▶ _PROVIDED TEXT_:
A critical element in making the best use of a miniload is slotting it correctly, and that takes time and study. “Customers send us a year’s worth of order data,” says Matson. “We analyze the data and help them understand the seasonality and movement of inventory from a cubic-volume standpoint.” This data affects how the miniload is replenished and how inventory in it is configured and delivered to any particular gravity flow location.

Adding pick-to-light racks to the miniload minimizes demand on the crane when faster-moving, greater-cubic-volume SKUs are slotted into the flow rack. Typically, slower-moving, lesser-cubic-volume inventory is delivered to a workstation. The art and science come in determining the thresholds for SKU velocity and cubic volume moved, and that’s where your vendor’s expertise in handling your kind of product is essential.

This is the last piece of advice that most vendors have for you: “Make sure you look for a vendor with experience handling the type of product you are picking and storing.” With this experience, the vendor will be able to give accurate advice on slotting, size and controls for your miniload/pick-to-light system. MHM

Miniload Sources

Contact these industry resources for more on miniloads:

Cleco, [email protected]

Eskay, [email protected]

HK Systems, [email protected]

Siemens-Dematic, [email protected]

Swisslog, [email protected]

Witron, [email protected]

Case Histories

Book Distributor Fills Orders with Miniload/Pick-to-Light

In 2000, Witron, a material handling systems integration company, installed a Dynamic Picking System (DPS) at the Libri book distribution center in Frankfurt, Germany. Libri distributes up to 400,000 books a day to more than 5,000 retail bookstores in Germany, Belgium and Holland. The system includes a miniload with more than 300,000 SKUs and 16,000 pick stations.

▶ _DATA EXCERPTS_:
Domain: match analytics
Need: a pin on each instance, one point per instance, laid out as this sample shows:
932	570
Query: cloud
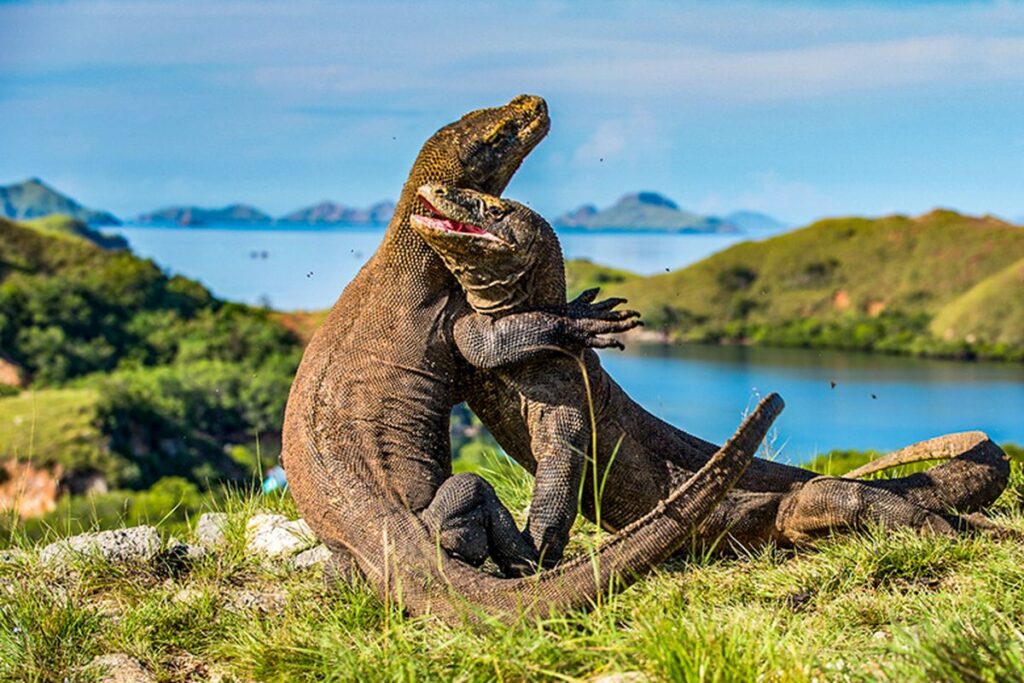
613	139
784	199
770	75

▶ _PROBLEMS TO SOLVE_:
[a] From the miniload article, reproduce the passage that starts at "A critical element" and ends after "gravity flow location.", word for word.
[b] Extend the article on miniloads and pick-to-light systems, picking up after its final sentence.

▶ _EXPECTED OUTPUTS_:
[a]
A critical element in making the best use of a miniload is slotting it correctly, and that takes time and study. “Customers send us a year’s worth of order data,” says Matson. “We analyze the data and help them understand the seasonality and movement of inventory from a cubic-volume standpoint.” This data affects how the miniload is replenished and how inventory in it is configured and delivered to any particular gravity flow location.

[b]
Each station is controlled by a pick-to-light system for directing workers to fill store orders. Each pickface can be configured as one SKU or two SKUs. Fewer than 100 workers are needed to pick up to 40,000 books per hour.

The miniload stores up to 7.5 million books in a footprint of only 150,000 square feet. Witron.

Littlewoods Consolidates Warehouses for Small Parts Distribution

Littlewoods is a home shopping and retail giant with 10 warehouses. The company decided to consolidate most of the warehouses at one site at Shaw in Oldham, U.K. The site stores and fills orders for clothing, small textiles, toys, small electrical devices and household goods. More than 60,000 product lines are stored totaling about 8 million items.

To store and retrieve so many SKUs, the company chose a miniload system. Prior to the investment in the consolidated warehouse, Littlewoods averaged 42 million picks a year. Now picks have risen to 48 million at just one site with a capacity of 60 million.

The miniload features 19 aisles, each about 65 feet tall. The cranes are specially designed with twin-tray carriages so that more trays can be stored and retrieved at a time. The plastic trays that hold full cases protect the product from damage as it winds its way from storage locations to pickfaces. Cleco.

Miniload Keeps Small Parts Flying at Northwest Airlines

The Minneapolis maintenance hub for Northwest’s fleet of 400 aircraft is kept busy with a three-aisle miniload, 25 feet high, that stores 60,000 SKUs. In replacing an older orderpicking system with automation, the company has reduced the storage footprint by 12,000 square feet while reducing the time it takes to pick its 32,000 monthly orders by 60 percent. Each of the miniload’s 7,000 storage locations holds multiple bins of small parts. Each divided bin area has its own bar code to identify part numbers for many tiny components.

The company uses the miniload spare parts system to get necessary parts to its mechanics as quickly as possible. This reduces the number of airplanes held on the ground due to maintenance problems.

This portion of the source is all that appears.